● **Instructions to follow**:
Reproduce the listing below without changes, except that pictures are left out.

● **Provided entries**:
start

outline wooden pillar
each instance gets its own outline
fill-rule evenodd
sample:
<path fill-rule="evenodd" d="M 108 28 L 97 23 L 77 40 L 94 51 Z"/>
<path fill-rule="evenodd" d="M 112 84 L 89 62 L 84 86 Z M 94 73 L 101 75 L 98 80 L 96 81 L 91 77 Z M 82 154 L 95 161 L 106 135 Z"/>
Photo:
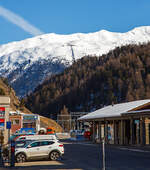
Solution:
<path fill-rule="evenodd" d="M 134 121 L 130 119 L 130 144 L 134 144 Z"/>
<path fill-rule="evenodd" d="M 145 118 L 140 119 L 140 144 L 145 145 Z"/>

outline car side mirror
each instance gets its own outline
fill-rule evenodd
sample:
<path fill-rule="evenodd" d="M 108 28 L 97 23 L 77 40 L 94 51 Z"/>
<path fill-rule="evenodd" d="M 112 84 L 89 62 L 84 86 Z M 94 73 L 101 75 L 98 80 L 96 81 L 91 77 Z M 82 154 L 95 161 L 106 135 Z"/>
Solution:
<path fill-rule="evenodd" d="M 28 148 L 28 149 L 31 148 L 31 145 L 28 145 L 27 148 Z"/>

end

● **Final answer**:
outline wooden pillar
each instance gets its own outline
fill-rule evenodd
sample:
<path fill-rule="evenodd" d="M 108 28 L 97 23 L 77 40 L 94 51 Z"/>
<path fill-rule="evenodd" d="M 112 84 L 89 62 L 84 86 Z M 94 73 L 101 75 L 98 80 L 96 81 L 91 77 Z M 82 154 L 95 161 L 106 135 Z"/>
Photo:
Solution:
<path fill-rule="evenodd" d="M 134 121 L 130 119 L 130 144 L 134 144 Z"/>
<path fill-rule="evenodd" d="M 145 118 L 140 119 L 140 144 L 145 145 Z"/>

outline car side mirror
each instance gets its own outline
fill-rule evenodd
sample:
<path fill-rule="evenodd" d="M 108 28 L 97 23 L 77 40 L 94 51 Z"/>
<path fill-rule="evenodd" d="M 112 84 L 89 62 L 84 86 Z M 94 73 L 101 75 L 98 80 L 96 81 L 91 77 Z M 82 154 L 95 161 L 106 135 Z"/>
Solution:
<path fill-rule="evenodd" d="M 28 148 L 28 149 L 31 148 L 31 145 L 28 145 L 27 148 Z"/>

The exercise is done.